- REQUIREMENT: Transcribe the full listing so that each line reads as it does in the original.

- DATA FOR REVIEW:
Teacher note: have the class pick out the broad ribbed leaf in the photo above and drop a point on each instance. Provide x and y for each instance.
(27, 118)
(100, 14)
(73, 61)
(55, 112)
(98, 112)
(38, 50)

- COMPLETED EXERCISE:
Teacher note: have the class pick out the broad ribbed leaf in the photo above and drop a point on each instance. Provide x and y for each instance.
(27, 118)
(100, 14)
(73, 61)
(55, 112)
(98, 112)
(38, 50)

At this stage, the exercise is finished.